◆ TEXTO DE LECTURA:

──────────────────────────────

Me avisaron el día de antes. Tocaba cubrir un desahucio, esta vez en el barrio del Gancho, en Zaragoza. La historia parecía sencilla: una mujer, Samanta, y sus dos hijos estaban a punto de perder su casa e iba a haber varios activistas intentando evitarlo. Lo que no sabía entonces era que esa mañana terminaría con dos desahucios simultáneos, una calle colapsada, abrazos entre vecinos y una niña que me haría vivir de cerca esa historia.


Unos días antes del desahucio, había quedado con Samanta para hacerle unas fotos que acompañarían a una entrevista. Al principio, como suele pasar, la cosa fue algo tímida. Pero poco a poco, jugando con sus hijos y hablando con ella para conocer su historia, la atmósfera se volvió más cercana. Me enseñaron su casa, o lo que quedaba de ella. Dos colchones, una cocina medio vacía y cuartos vacíos. Mientras Samanta hablaba con su abogado, me quedé con los pequeños, me enseñaron su habitación y les hice algunas fotos. Me llamó la atención la mezcla entre la inocencia infantil y ese miedo sordo a perder el hogar. Un miedo que, aunque no lo entendieran del todo, ya notaban.

──────────────────────────────

◆ INFORMACIÓN PROPORCIONADA:

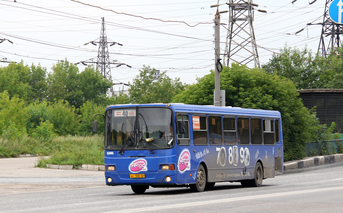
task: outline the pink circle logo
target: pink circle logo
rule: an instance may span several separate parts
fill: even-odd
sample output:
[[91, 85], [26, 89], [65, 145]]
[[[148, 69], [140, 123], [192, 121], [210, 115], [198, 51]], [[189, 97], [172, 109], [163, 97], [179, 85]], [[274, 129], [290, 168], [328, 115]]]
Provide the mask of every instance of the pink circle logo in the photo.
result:
[[132, 172], [146, 171], [146, 162], [143, 159], [137, 160], [132, 163], [130, 166], [130, 170]]
[[183, 171], [186, 168], [190, 168], [190, 157], [188, 151], [185, 151], [182, 152], [179, 159], [179, 169], [180, 171]]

──────────────────────────────

◆ CONSIGNAS DEL EJERCICIO:
A) Según el texto sobre el desahucio, ¿en qué barrio iba a producirse el desahucio que había que cubrir?
B) Enumera todas las cosas con las que, según el texto sobre el desahucio, terminaría aquella mañana.
C) Transcribe el fragmento del texto sobre el desahucio que empieza en "Me avisaron el" y termina en "cerca esa historia.".

◆ RESPUESTAS:
A) En el barrio del Gancho, en Zaragoza.

B)
- Dos desahucios simultáneos
- Una calle colapsada
- Abrazos entre vecinos
- Una niña que haría vivir de cerca esa historia

C)
Me avisaron el día de antes. Tocaba cubrir un desahucio, esta vez en el barrio del Gancho, en Zaragoza. La historia parecía sencilla: una mujer, Samanta, y sus dos hijos estaban a punto de perder su casa e iba a haber varios activistas intentando evitarlo. Lo que no sabía entonces era que esa mañana terminaría con dos desahucios simultáneos, una calle colapsada, abrazos entre vecinos y una niña que me haría vivir de cerca esa historia.